**Required work**.
Copy out the library column about the book bag word for word, from its title to its final sentence.

The Answer to the Question, "What's in your Book Bag?"

Litchfield Independent Review
July 16, 2015 Edition
News from the Litchfield Library
By Jan Pease

Sometimes I like to peek into my book bag and share what is there, just in case anyone wonders what I’m reading in my spare time.  My book bag has gone digital, which is a good thing because I have entirely too many books in my “library.”
 
I’m reading “Seveneves,” by Neal  Stephenson.  This is an epic sci-fi story with excellent world-building.  Mr. Stephenson puts the entire human race to death except for a handful of survivors, who just happen to be able to tinker with genetics.  He jumps ahead to 5000 years in the future, when seven races each have their own distinct languages, customs, culture, and appearance.  I’m not done with this one yet, but I’m 600 some pages into it and still interested. 

 
“Why I don’t Write Children’s Literature,” by Gary Soto, is a collection of his essays on life in general.  The essay mentioned in the title is darkly funny, and shows that Mr. Soto could and probably should write for younger readers.

“Jonathan Strange and Mr. Norrell,” by Susannah Clarke, is another long, long fantasy novel.  800 some pages, in fact, but I want to read it because I’ve been watching a series based on this book on BBC.   Two magicians begin as teacher and apprentice, and become rivals as they use magic to help England win the war against France. 

“Pastrix: The Cranky, Beautiful Faith of a Sinner & Saint,” by Nadia Bolz-Weber, is an interesting read.  I don’t see eye to eye with everything the author writes, but she intrigues me because she was raised in the same conservative denomination in which I was raised.  Now a Lutheran pastor and founder of a church, her faith is profound; so is her profanity.

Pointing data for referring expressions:
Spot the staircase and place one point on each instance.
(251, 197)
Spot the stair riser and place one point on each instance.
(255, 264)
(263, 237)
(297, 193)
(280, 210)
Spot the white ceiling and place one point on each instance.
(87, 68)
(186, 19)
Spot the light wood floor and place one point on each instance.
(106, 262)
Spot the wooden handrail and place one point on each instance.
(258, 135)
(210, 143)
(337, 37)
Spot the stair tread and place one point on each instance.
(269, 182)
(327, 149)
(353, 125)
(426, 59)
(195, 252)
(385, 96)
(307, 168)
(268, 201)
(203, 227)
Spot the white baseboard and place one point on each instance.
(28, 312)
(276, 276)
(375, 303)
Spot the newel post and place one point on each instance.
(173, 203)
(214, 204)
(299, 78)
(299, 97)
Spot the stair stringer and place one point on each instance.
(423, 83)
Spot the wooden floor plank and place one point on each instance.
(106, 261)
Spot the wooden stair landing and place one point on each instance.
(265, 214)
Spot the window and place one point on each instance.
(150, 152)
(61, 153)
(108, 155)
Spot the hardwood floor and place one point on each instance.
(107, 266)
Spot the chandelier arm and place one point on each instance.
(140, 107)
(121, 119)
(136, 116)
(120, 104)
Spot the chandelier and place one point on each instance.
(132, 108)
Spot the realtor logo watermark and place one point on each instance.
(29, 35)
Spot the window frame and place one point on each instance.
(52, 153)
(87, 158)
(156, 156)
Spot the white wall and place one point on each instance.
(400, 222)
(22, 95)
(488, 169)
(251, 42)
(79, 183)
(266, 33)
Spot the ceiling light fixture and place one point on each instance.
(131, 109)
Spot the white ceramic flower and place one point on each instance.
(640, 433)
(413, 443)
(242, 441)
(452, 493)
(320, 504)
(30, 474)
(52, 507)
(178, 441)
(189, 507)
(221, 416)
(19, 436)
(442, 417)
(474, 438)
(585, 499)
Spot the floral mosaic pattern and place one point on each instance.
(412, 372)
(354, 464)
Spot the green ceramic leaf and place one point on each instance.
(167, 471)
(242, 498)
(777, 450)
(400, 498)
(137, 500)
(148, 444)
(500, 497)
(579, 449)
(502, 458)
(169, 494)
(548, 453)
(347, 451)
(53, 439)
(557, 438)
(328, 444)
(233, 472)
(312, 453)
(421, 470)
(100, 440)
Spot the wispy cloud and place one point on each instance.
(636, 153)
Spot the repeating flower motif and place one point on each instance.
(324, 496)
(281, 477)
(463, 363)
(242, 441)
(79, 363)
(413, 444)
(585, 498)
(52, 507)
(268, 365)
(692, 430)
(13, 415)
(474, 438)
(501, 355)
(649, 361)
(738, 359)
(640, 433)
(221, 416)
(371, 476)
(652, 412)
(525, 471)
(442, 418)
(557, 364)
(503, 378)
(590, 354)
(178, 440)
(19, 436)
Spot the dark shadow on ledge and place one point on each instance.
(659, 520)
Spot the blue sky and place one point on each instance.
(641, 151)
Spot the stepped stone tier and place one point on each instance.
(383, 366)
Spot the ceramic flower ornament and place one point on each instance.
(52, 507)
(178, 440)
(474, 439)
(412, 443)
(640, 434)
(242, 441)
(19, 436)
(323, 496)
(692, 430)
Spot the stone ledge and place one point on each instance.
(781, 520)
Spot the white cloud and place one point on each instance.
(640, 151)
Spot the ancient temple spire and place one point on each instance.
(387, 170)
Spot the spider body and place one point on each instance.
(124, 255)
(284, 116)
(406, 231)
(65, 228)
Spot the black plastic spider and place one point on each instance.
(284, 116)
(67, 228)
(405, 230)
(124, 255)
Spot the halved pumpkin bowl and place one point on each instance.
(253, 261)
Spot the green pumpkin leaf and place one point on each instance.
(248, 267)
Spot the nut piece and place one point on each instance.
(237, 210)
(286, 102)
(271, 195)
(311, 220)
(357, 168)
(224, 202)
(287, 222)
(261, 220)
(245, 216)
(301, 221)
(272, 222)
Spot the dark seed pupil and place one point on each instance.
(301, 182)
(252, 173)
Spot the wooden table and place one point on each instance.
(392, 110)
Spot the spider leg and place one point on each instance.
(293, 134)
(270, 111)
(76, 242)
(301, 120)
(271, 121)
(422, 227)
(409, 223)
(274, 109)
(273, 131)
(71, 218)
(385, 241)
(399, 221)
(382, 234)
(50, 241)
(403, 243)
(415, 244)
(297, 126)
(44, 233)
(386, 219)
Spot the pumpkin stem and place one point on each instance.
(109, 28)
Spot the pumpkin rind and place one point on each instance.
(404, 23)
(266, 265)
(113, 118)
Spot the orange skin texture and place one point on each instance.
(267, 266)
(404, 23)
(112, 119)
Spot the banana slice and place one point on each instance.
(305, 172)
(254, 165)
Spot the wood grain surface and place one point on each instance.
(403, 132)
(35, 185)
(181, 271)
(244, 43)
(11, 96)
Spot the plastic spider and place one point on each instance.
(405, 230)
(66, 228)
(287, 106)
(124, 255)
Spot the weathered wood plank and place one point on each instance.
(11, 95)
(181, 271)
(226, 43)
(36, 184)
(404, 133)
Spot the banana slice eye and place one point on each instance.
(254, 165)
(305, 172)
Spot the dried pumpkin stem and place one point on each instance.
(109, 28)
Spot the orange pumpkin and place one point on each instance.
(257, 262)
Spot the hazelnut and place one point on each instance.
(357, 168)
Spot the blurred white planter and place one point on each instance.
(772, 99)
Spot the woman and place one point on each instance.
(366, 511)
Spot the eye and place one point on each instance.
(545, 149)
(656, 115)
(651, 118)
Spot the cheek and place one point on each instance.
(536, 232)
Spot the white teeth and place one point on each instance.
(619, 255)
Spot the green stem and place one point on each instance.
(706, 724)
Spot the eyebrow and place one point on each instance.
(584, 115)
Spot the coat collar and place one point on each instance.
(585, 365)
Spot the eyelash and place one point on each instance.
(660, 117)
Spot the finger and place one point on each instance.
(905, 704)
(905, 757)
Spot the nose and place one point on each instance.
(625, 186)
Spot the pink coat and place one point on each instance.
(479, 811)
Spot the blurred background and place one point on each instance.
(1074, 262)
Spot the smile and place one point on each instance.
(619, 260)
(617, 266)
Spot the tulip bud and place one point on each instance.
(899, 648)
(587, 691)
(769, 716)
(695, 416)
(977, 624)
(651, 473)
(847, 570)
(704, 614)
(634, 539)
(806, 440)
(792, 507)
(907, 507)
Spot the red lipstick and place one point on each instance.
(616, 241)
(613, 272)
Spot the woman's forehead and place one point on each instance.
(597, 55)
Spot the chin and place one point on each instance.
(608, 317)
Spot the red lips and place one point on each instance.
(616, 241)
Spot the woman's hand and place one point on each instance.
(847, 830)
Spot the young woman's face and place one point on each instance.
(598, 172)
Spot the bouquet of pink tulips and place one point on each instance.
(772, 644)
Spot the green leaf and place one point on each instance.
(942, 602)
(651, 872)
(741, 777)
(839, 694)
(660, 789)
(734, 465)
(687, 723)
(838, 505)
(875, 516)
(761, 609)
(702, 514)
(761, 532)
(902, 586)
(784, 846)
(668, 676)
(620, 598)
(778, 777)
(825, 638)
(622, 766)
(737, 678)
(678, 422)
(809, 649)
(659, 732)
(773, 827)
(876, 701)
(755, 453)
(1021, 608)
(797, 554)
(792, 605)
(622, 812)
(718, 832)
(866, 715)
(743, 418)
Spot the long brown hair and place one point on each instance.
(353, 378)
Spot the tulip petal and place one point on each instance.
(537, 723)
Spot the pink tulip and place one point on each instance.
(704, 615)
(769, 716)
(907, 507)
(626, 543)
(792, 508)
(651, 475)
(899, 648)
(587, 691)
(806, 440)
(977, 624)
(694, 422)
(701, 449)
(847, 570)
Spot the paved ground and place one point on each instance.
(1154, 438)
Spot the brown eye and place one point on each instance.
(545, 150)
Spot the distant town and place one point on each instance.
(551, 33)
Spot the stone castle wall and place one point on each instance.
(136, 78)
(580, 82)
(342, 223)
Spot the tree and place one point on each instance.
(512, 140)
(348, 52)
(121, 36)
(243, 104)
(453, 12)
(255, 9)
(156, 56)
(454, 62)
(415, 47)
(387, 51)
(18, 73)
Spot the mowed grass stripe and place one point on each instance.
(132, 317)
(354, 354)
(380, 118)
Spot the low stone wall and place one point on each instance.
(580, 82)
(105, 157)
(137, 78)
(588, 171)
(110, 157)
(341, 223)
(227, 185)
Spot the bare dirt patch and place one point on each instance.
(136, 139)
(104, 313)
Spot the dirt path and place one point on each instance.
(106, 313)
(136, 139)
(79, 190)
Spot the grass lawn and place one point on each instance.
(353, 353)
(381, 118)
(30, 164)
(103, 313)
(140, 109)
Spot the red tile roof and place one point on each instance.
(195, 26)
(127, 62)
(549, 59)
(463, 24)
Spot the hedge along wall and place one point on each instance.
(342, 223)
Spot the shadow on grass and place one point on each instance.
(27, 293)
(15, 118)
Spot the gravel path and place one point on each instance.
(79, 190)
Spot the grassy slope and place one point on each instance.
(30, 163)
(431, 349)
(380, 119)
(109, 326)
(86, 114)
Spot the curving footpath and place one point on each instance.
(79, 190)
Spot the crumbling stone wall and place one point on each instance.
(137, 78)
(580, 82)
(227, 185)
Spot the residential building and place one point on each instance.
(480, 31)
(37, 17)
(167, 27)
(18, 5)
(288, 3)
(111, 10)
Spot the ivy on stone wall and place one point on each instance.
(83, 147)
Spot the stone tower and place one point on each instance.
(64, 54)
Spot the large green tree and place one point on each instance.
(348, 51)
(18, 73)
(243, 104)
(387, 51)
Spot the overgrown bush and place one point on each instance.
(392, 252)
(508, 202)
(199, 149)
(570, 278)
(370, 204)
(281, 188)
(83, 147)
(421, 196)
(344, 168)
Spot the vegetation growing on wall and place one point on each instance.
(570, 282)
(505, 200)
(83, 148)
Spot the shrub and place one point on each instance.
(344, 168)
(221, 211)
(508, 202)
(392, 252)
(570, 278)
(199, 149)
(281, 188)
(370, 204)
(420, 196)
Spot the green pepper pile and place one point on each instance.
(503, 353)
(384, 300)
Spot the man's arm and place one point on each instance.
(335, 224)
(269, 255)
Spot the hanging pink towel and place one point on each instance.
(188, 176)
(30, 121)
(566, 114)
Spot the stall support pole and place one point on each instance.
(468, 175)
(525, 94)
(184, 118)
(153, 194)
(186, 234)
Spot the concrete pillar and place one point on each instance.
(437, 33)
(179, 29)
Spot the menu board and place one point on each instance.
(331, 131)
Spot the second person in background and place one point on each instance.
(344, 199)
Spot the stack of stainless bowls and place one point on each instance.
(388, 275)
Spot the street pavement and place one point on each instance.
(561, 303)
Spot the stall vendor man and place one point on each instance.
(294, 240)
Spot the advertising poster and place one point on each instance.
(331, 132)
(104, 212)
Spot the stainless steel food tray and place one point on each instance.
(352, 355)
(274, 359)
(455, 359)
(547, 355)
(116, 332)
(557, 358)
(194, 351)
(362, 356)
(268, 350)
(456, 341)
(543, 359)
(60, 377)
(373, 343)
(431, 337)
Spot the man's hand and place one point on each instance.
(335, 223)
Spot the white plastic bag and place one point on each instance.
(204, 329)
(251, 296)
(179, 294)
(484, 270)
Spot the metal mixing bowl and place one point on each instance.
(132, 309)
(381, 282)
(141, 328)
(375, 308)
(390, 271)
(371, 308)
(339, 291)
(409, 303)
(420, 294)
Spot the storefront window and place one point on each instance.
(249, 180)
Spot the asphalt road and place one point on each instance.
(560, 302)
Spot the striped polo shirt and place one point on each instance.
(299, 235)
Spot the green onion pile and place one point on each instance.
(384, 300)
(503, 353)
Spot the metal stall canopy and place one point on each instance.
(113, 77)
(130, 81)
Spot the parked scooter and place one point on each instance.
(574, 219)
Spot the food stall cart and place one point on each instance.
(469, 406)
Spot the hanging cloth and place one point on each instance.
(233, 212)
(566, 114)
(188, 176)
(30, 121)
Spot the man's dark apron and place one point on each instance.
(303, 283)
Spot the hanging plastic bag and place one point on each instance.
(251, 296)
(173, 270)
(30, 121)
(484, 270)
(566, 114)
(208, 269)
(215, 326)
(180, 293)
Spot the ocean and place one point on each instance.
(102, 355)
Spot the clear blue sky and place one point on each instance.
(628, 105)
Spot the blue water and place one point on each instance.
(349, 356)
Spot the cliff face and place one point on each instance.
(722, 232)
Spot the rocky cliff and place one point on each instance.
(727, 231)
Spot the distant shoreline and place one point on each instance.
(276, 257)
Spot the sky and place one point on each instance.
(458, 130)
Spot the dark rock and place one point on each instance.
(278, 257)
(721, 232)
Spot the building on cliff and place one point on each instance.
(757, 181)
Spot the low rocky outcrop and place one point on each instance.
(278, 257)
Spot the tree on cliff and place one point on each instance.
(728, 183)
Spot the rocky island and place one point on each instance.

**Solution to this task**.
The Answer to the Question, "What's in your Book Bag?"

Litchfield Independent Review
July 16, 2015 Edition
News from the Litchfield Library
By Jan Pease

Sometimes I like to peek into my book bag and share what is there, just in case anyone wonders what I’m reading in my spare time.  My book bag has gone digital, which is a good thing because I have entirely too many books in my “library.”
 
I’m reading “Seveneves,” by Neal  Stephenson.  This is an epic sci-fi story with excellent world-building.  Mr. Stephenson puts the entire human race to death except for a handful of survivors, who just happen to be able to tinker with genetics.  He jumps ahead to 5000 years in the future, when seven races each have their own distinct languages, customs, culture, and appearance.  I’m not done with this one yet, but I’m 600 some pages into it and still interested. 

 
“Why I don’t Write Children’s Literature,” by Gary Soto, is a collection of his essays on life in general.  The essay mentioned in the title is darkly funny, and shows that Mr. Soto could and probably should write for younger readers.

“Jonathan Strange and Mr. Norrell,” by Susannah Clarke, is another long, long fantasy novel.  800 some pages, in fact, but I want to read it because I’ve been watching a series based on this book on BBC.   Two magicians begin as teacher and apprentice, and become rivals as they use magic to help England win the war against France. 

“Pastrix: The Cranky, Beautiful Faith of a Sinner & Saint,” by Nadia Bolz-Weber, is an interesting read.  I don’t see eye to eye with everything the author writes, but she intrigues me because she was raised in the same conservative denomination in which I was raised.  Now a Lutheran pastor and founder of a church, her faith is profound; so is her profanity.